[Dataset items]
◇ ◇ ◇
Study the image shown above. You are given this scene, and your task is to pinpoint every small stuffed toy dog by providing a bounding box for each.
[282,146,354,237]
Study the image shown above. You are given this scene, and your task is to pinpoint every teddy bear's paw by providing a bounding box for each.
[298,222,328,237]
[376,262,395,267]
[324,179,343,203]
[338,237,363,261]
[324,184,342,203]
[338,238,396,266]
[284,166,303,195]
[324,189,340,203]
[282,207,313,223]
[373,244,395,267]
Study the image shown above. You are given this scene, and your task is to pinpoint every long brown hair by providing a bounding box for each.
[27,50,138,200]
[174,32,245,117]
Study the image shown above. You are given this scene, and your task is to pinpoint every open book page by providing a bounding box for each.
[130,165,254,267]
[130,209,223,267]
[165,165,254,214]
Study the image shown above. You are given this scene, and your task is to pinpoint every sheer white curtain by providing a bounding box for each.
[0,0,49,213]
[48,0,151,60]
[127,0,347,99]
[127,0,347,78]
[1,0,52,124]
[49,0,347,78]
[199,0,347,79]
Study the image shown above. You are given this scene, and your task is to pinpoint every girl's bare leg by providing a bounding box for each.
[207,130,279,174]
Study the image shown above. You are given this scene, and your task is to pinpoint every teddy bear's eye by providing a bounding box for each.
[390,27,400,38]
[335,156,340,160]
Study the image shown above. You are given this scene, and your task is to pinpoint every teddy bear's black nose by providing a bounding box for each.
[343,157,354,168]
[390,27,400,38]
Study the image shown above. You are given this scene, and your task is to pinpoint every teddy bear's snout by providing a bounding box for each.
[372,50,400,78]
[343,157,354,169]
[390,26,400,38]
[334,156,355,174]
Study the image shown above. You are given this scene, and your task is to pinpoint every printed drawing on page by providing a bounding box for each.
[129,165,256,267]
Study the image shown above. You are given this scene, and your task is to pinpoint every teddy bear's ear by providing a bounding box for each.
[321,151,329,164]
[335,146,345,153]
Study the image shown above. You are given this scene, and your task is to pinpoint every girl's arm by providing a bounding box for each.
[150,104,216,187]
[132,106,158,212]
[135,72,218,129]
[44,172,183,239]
◇ ◇ ◇
What you need to do: Copy the entries word for word.

Result of the task:
Study the image shown above. You are given this scene, and your task is to pinpoint every small stuffed toy dog by providing a bounding box for each.
[282,146,354,237]
Study the image shown above. You are given this scene, and your task is to pinpoint every teddy bear's paw by providing a bounding box for each.
[298,222,328,237]
[376,262,395,267]
[324,179,343,203]
[338,237,363,261]
[324,184,342,203]
[338,238,396,266]
[284,166,303,195]
[324,189,340,203]
[282,207,313,223]
[373,244,395,267]
Study the image shown above. You are given this scene, and your task is to pinpoint every long brown hair by providing a bounding box for each.
[27,50,138,200]
[174,32,245,117]
Study the image shown above. You are given this scene, and your task is to pinpoint every open book page by providing a bounding box for each.
[130,165,254,267]
[130,209,223,267]
[165,165,254,214]
Study the image shown above. You are given this scene, and your task is to pinpoint every sheer white curtain by providing a bounding box for each.
[0,0,49,213]
[48,0,151,60]
[127,0,347,99]
[127,0,347,78]
[1,0,52,124]
[49,0,347,78]
[199,0,347,79]
Study the image shown above. You are given this scene, and your task is to pinpoint every girl's bare leg by providing a bounding box for each.
[207,130,279,174]
Study the image shown above. You are given this scene, and your task is to pinpoint every teddy bear's eye by providing a bounding box for each.
[390,27,400,38]
[335,156,340,160]
Study the image shown above. You are given this scene, and your task is to pinpoint every teddy bear's black nose by providing a bounding box for each.
[343,157,354,168]
[390,27,400,38]
Study the image shown above. You are given this scene, and your task is to pinpoint every teddy bear's snout by providing a bounding box for each.
[372,50,400,78]
[343,157,354,169]
[390,26,400,38]
[334,156,355,174]
Study the image shown above. You are given this scene, and your task is to pinpoint every printed drawing on page by providing a bounding box for each.
[129,165,256,267]
Study the image shown above. You are given this scene, and your task is to pinpoint every teddy bear's ear by providing a bounding box for each.
[321,151,329,164]
[335,146,345,153]
Study the image shown above. You are given this scene, and your task is to pinpoint every girl's arm by providing a bounding box for each.
[150,104,216,187]
[132,106,158,212]
[135,72,218,129]
[44,172,183,239]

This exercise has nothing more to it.